**Texte de référence:**
Sûrement la pièce la plus déroutante, la plus éprouvante et la plus agressante du festival. Le scénario est simple: à Orangeville, petite ville ontarienne, une adolescent de 14 ans étrangle deux enfants. Il ne réussit pas par la suite à faire subir le même sort à sa soeur. Déclaré non couplable à son procés, pour cause d’aliénation mentale, l’adolescent est envoyé dans un institut psychiatrique.

Voilà le prétexte. Parce qu’il ne s’agit pas de vivre le drame du jeune meurtrier, d’assister à la démarche du jeune homme, de reprendre l’assasinat. Non! C’est de nous, spectateurs, qu’il s’agit.

Reprenons depuis le début. En pénétrant dans le hall d’entrée du théâtre de La Veillée on aperçoit un professeur de piano qui engeule une jeune pianiste. On attende un bon moment et puis le portier consent en maugréant à nous faire entrer dans la salle de théâtre. Nous maudissant, il referme sur nos talons. En cherchant notre siège, nous entendons quelqu’un répéter que nous pouvons choisir un place, changer de place pendant le spectacle, mais ne pas utiliser le fauteuil central. Il répète ses propos au moins cinquante fois.

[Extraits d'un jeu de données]
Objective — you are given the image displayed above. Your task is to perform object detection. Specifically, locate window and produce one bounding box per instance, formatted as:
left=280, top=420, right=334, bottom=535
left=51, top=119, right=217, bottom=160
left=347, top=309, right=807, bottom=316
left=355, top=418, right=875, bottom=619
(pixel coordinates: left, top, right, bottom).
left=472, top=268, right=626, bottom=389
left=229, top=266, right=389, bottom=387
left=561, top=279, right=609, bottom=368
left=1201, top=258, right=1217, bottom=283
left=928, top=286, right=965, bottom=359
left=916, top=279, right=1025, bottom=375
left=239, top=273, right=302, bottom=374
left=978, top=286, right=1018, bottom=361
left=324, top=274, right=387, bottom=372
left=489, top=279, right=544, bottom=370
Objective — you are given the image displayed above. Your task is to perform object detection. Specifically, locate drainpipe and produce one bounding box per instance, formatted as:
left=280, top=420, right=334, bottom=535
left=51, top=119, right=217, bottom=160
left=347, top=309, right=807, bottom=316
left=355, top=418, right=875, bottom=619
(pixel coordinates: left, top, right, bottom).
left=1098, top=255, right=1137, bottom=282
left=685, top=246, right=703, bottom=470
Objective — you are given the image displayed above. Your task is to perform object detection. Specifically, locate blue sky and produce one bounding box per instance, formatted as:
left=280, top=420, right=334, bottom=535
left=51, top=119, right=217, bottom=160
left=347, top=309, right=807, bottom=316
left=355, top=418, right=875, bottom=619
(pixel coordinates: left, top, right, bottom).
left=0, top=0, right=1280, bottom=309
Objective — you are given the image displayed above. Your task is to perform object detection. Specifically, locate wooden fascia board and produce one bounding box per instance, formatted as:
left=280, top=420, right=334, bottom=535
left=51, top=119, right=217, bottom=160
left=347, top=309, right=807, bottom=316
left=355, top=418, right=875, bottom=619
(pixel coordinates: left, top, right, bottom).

**Consigne:**
Selon la critique de théâtre, dans quelle petite ville ontarienne se déroule le scénario, s'il vous plaît ?

**Réponse:**
À Orangeville.